YOUR OBJECTIVE -
Which of the lines below mention the word "foliage"? Pull each one out.

Point localization data:
• • •

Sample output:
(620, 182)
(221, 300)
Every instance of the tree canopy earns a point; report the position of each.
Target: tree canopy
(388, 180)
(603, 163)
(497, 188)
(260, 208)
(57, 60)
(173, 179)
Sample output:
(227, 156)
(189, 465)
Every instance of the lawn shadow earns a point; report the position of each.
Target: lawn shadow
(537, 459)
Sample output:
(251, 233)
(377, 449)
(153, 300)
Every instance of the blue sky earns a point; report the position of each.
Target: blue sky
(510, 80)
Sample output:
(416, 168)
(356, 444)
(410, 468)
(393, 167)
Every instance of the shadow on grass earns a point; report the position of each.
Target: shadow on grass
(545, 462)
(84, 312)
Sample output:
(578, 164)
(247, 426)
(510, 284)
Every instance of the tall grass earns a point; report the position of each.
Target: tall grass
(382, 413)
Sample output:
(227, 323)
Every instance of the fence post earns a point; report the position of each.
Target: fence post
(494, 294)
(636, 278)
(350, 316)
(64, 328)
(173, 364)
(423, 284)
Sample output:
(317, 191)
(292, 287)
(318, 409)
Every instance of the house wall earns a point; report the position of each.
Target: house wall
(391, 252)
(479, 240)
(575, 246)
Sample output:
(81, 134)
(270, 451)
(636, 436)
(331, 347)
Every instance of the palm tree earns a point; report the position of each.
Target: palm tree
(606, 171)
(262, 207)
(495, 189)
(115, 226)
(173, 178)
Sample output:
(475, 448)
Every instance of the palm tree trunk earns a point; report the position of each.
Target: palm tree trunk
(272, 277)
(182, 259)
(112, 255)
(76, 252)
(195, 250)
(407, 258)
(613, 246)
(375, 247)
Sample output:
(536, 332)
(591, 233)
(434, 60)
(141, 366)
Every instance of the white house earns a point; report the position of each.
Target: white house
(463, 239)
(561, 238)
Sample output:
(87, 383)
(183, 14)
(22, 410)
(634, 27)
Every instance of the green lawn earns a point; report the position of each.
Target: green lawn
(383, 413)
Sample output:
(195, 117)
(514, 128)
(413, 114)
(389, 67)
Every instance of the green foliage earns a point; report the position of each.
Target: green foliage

• • •

OUTPUT FOR THIS EXERCISE -
Every instance of the green foliage earns a point; report the position of each.
Target: green foliage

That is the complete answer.